Record set:
↓
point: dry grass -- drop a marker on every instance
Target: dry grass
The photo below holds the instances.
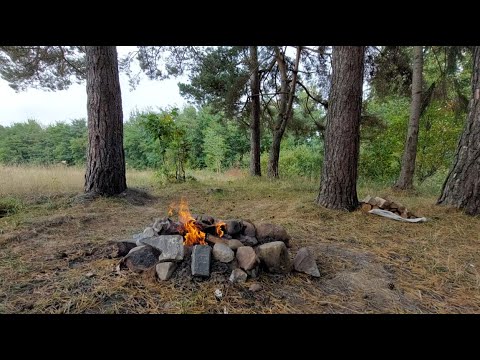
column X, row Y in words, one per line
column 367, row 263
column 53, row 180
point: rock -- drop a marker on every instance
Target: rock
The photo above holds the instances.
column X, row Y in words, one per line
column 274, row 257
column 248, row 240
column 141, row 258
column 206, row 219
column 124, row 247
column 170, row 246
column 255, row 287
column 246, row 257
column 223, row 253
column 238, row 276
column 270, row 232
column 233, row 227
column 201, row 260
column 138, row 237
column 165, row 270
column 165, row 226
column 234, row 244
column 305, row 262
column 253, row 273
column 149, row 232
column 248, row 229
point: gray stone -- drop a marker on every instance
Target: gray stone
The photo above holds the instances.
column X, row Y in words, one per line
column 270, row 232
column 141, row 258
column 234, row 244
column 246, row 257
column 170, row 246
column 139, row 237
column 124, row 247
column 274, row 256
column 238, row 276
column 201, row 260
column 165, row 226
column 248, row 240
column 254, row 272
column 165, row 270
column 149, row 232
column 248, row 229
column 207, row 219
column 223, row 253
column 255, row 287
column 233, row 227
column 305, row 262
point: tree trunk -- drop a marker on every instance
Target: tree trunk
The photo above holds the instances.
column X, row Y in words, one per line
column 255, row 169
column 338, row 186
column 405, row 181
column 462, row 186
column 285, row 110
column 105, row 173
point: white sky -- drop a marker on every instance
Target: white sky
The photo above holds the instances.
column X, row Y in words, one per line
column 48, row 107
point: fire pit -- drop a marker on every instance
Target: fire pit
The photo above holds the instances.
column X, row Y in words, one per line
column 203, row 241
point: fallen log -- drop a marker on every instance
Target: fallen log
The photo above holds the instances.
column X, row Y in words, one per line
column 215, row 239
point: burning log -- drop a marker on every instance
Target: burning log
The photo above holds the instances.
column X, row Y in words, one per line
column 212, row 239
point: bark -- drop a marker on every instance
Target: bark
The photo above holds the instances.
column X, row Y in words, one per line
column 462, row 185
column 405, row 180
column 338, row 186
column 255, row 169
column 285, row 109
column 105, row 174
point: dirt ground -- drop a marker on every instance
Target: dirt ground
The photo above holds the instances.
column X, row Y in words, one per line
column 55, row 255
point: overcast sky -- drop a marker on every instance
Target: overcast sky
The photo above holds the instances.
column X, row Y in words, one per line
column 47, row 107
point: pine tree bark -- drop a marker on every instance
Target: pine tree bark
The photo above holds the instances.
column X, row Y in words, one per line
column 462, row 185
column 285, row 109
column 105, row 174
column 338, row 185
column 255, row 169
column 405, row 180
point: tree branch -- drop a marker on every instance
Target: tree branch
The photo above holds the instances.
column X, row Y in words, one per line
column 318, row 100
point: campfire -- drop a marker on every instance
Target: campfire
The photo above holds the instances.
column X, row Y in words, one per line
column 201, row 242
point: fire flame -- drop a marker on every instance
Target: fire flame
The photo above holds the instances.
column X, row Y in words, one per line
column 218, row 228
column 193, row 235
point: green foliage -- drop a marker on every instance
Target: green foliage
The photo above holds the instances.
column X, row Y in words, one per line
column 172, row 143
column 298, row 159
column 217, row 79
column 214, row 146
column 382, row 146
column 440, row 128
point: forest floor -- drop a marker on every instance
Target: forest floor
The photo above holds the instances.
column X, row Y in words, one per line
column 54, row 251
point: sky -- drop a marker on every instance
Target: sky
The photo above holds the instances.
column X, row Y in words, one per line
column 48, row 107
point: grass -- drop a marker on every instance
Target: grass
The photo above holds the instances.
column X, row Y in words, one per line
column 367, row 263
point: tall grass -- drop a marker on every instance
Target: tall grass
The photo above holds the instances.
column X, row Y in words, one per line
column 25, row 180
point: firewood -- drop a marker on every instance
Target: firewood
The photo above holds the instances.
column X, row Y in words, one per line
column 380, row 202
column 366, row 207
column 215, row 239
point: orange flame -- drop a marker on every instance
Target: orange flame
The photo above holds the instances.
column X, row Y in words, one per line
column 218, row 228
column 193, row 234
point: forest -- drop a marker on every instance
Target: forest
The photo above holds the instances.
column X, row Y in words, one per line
↑
Problem: Turn the listing above into a Markdown table with the columns "Number" and "Line," giving each line its own row and skipping blank lines. Leave the pictures out of the table.

Solution to the exercise:
| Number | Line |
|---|---|
| 1 | point: dry grass -- drop a marker on every instance |
| 2 | Target: dry grass |
| 3 | The photo below holds the instances. |
| 4 | column X, row Y in words, one per line |
| 5 | column 367, row 263 |
| 6 | column 53, row 180 |
| 7 | point: rock -- drop a marker on every instance |
| 8 | Target: rock |
| 9 | The photo above holds the instances. |
| 10 | column X, row Y in words, one per line |
| 11 | column 274, row 257 |
| 12 | column 248, row 240 |
| 13 | column 141, row 258 |
| 14 | column 206, row 219 |
| 15 | column 124, row 247 |
| 16 | column 170, row 246 |
| 17 | column 255, row 287 |
| 18 | column 246, row 257 |
| 19 | column 223, row 253 |
| 20 | column 238, row 276 |
| 21 | column 270, row 232 |
| 22 | column 233, row 227 |
| 23 | column 201, row 260 |
| 24 | column 138, row 237 |
| 25 | column 165, row 270 |
| 26 | column 165, row 226 |
| 27 | column 234, row 244 |
| 28 | column 305, row 262 |
| 29 | column 253, row 273 |
| 30 | column 149, row 232 |
| 31 | column 248, row 229 |
| 32 | point: gray stone -- drop a marker on every instance |
| 33 | Target: gray stone |
| 34 | The photo above holds the instances. |
| 35 | column X, row Y in words, one per line |
| 36 | column 270, row 232 |
| 37 | column 141, row 258 |
| 38 | column 234, row 244 |
| 39 | column 246, row 257 |
| 40 | column 170, row 246 |
| 41 | column 139, row 237 |
| 42 | column 124, row 247 |
| 43 | column 274, row 256 |
| 44 | column 238, row 276 |
| 45 | column 201, row 260 |
| 46 | column 165, row 226 |
| 47 | column 248, row 240 |
| 48 | column 254, row 272 |
| 49 | column 165, row 270 |
| 50 | column 149, row 232 |
| 51 | column 248, row 229 |
| 52 | column 207, row 219 |
| 53 | column 223, row 253 |
| 54 | column 255, row 287 |
| 55 | column 233, row 227 |
| 56 | column 305, row 262 |
| 57 | point: tree trunk -- drop a marker on every instance |
| 58 | Target: tree trunk |
| 59 | The photo above holds the instances. |
| 60 | column X, row Y in words, one per line |
| 61 | column 255, row 169 |
| 62 | column 338, row 186 |
| 63 | column 405, row 181 |
| 64 | column 462, row 186 |
| 65 | column 285, row 110 |
| 66 | column 105, row 173 |
| 67 | point: white sky -- drop a marker on every instance |
| 68 | Target: white sky |
| 69 | The photo above holds the instances. |
| 70 | column X, row Y in words, one per line |
| 71 | column 48, row 107 |
| 72 | point: fire pit -- drop a marker on every instance |
| 73 | Target: fire pit |
| 74 | The photo above holds the instances. |
| 75 | column X, row Y in words, one per line |
| 76 | column 203, row 241 |
| 77 | point: fallen log -- drop a marker on every instance |
| 78 | Target: fallen log |
| 79 | The photo above holds the instances. |
| 80 | column X, row Y in words, one per line |
| 81 | column 215, row 239 |
| 82 | point: burning log -- drop a marker on every instance |
| 83 | Target: burning log |
| 84 | The photo above holds the instances. |
| 85 | column X, row Y in words, one per line |
| 86 | column 212, row 239 |
| 87 | point: bark -- drop a marker on every instance |
| 88 | Target: bark |
| 89 | The photo above holds the instances. |
| 90 | column X, row Y in words, one per line |
| 91 | column 462, row 185 |
| 92 | column 405, row 180 |
| 93 | column 338, row 186 |
| 94 | column 255, row 169 |
| 95 | column 285, row 109 |
| 96 | column 105, row 174 |
| 97 | point: dirt ground -- drop a marker on every instance |
| 98 | Target: dirt ground |
| 99 | The photo above holds the instances. |
| 100 | column X, row Y in words, one per line |
| 101 | column 55, row 255 |
| 102 | point: overcast sky -- drop a marker on every instance |
| 103 | Target: overcast sky |
| 104 | The photo above holds the instances. |
| 105 | column X, row Y in words, one per line |
| 106 | column 47, row 107 |
| 107 | point: pine tree bark -- drop a marker on every instance |
| 108 | Target: pine tree bark |
| 109 | The photo above holds the instances. |
| 110 | column X, row Y in words, one per line |
| 111 | column 462, row 185 |
| 112 | column 285, row 109 |
| 113 | column 105, row 174 |
| 114 | column 338, row 185 |
| 115 | column 255, row 169 |
| 116 | column 405, row 180 |
| 117 | point: tree branch -- drop a marker on every instance |
| 118 | Target: tree branch |
| 119 | The photo above holds the instances. |
| 120 | column X, row Y in words, one per line |
| 121 | column 318, row 100 |
| 122 | point: campfire -- drop a marker on every instance |
| 123 | Target: campfire |
| 124 | The photo above holds the instances. |
| 125 | column X, row Y in words, one per line |
| 126 | column 201, row 242 |
| 127 | point: fire flame -- drop a marker on every instance |
| 128 | Target: fire flame |
| 129 | The photo above holds the instances. |
| 130 | column X, row Y in words, one per line |
| 131 | column 218, row 228 |
| 132 | column 193, row 235 |
| 133 | point: green foliage -- drop a marker on every instance |
| 134 | Target: green foliage |
| 135 | The photo above holds the instances. |
| 136 | column X, row Y in words, one per line |
| 137 | column 172, row 143 |
| 138 | column 298, row 159 |
| 139 | column 217, row 79 |
| 140 | column 214, row 146 |
| 141 | column 382, row 146 |
| 142 | column 440, row 128 |
| 143 | point: forest floor -- drop a marker on every instance |
| 144 | Target: forest floor |
| 145 | The photo above holds the instances. |
| 146 | column X, row Y in words, one per line |
| 147 | column 54, row 251 |
| 148 | point: sky -- drop a marker on every instance |
| 149 | Target: sky |
| 150 | The photo above holds the instances. |
| 151 | column X, row Y in words, one per line |
| 152 | column 48, row 107 |
| 153 | point: grass -- drop a marker on every instance |
| 154 | Target: grass |
| 155 | The photo above holds the instances. |
| 156 | column X, row Y in words, one per line |
| 157 | column 367, row 263 |
| 158 | point: tall grass -- drop a marker on every instance |
| 159 | Target: tall grass |
| 160 | The photo above holds the instances. |
| 161 | column X, row Y in words, one per line |
| 162 | column 25, row 180 |
| 163 | point: firewood -- drop a marker on every instance |
| 164 | Target: firewood |
| 165 | The photo above holds the instances. |
| 166 | column X, row Y in words, one per line |
| 167 | column 380, row 202 |
| 168 | column 366, row 207 |
| 169 | column 215, row 239 |
| 170 | point: orange flame -- drop a marker on every instance |
| 171 | Target: orange flame |
| 172 | The photo above holds the instances. |
| 173 | column X, row Y in words, one per line |
| 174 | column 218, row 228 |
| 175 | column 193, row 234 |
| 176 | point: forest -- drop a marker on every instance |
| 177 | Target: forest |
| 178 | The photo above holds the instances. |
| 179 | column X, row Y in words, one per line |